◆ What needs to be done: Switch every "photo" to "image" in the records below, then write them all out again with nothing else changed and the pictures left out.

BEGIN Data entries

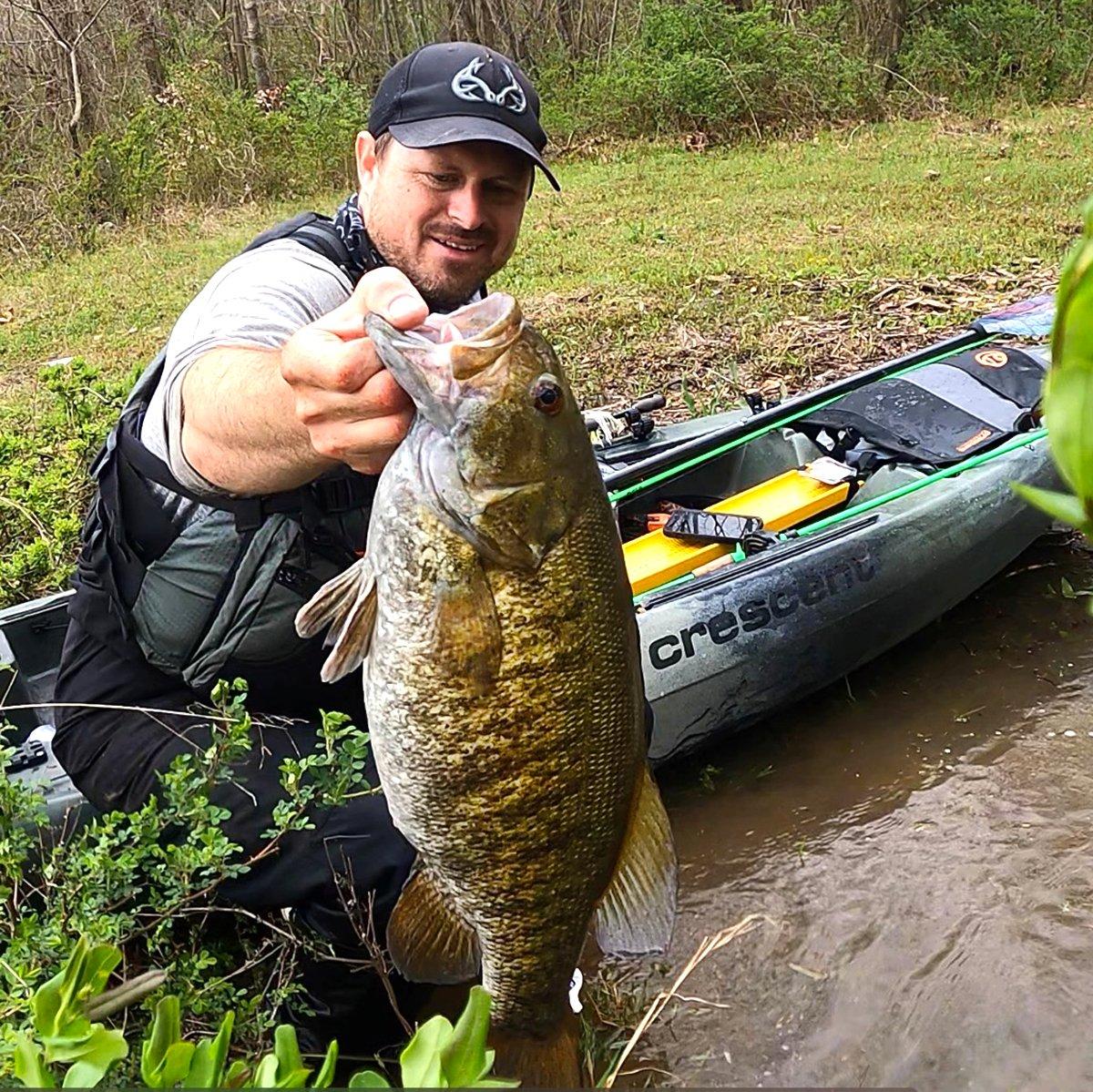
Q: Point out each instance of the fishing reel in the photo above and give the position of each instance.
(607, 427)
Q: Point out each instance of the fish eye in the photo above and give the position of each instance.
(546, 394)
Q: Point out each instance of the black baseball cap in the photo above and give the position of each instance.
(455, 91)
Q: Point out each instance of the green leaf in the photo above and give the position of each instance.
(92, 1059)
(165, 1031)
(58, 1004)
(30, 1065)
(464, 1059)
(207, 1068)
(287, 1048)
(1068, 410)
(421, 1058)
(1068, 398)
(265, 1076)
(284, 1068)
(367, 1079)
(1061, 506)
(326, 1075)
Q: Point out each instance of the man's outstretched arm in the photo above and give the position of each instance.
(267, 420)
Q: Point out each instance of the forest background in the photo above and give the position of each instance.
(113, 109)
(757, 196)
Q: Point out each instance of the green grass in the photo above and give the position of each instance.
(699, 273)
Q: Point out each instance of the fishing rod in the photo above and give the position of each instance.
(1030, 318)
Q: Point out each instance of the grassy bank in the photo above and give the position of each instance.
(700, 273)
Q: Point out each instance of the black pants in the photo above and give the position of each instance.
(114, 758)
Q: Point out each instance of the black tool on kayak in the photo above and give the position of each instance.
(632, 424)
(699, 526)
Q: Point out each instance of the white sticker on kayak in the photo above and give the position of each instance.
(575, 983)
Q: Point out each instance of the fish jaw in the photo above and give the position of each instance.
(457, 370)
(444, 360)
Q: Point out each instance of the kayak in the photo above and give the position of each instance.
(771, 550)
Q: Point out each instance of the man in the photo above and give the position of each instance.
(239, 479)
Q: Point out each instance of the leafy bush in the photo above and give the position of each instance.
(202, 141)
(977, 52)
(65, 1028)
(44, 485)
(146, 883)
(704, 65)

END Data entries

◆ Result:
Q: Point out each instance of the fishing reel in the image above and give the position of each instance.
(607, 427)
Q: Point out each instance of the fish eye in the image above and give the position of each instance.
(546, 394)
Q: Point out each instance of the black baseball cap in the image above and give the position of each instance.
(455, 91)
Q: Point out each instance of the green leaf in the image above and give the position of each instance.
(92, 1059)
(165, 1031)
(58, 1004)
(30, 1065)
(464, 1059)
(207, 1068)
(287, 1048)
(1068, 410)
(421, 1058)
(1068, 398)
(265, 1076)
(284, 1068)
(367, 1079)
(1061, 506)
(326, 1075)
Q: Point out each instance of the man's outstretched arm in the image above and give the position of each instance.
(267, 420)
Q: Point out each instance of the forest background in the image above and give the position of each instance.
(113, 109)
(757, 196)
Q: Point out each instance of the green grass in the image above and give the position of each instance.
(699, 273)
Q: Point out each instance of the fishing rod in the image above and give the position of each instance.
(1030, 318)
Q: Point out each instance of the grassy bank in the image above and give the position of each instance.
(700, 273)
Q: Point out each instance of the black pants in the image above and give the position of each instance.
(114, 758)
Q: Point out each instance of the black tool on kayak in the image above and give the position of each instance.
(632, 424)
(699, 526)
Q: Point out each instance of the white sticker on kayak in the image above and give the position of each instance.
(575, 983)
Q: Point out each instance of the fish jaw in the image above and give the position of each instance.
(457, 370)
(444, 360)
Q: Point out each instance of the kayak in the image above and give the position of each instance.
(771, 550)
Q: Point out each instance of the man in the image above and give the position of each instance.
(239, 479)
Q: Point out each instance of the leafy bush in the image above and give the position of each instance.
(202, 141)
(977, 52)
(65, 1028)
(44, 485)
(146, 883)
(704, 65)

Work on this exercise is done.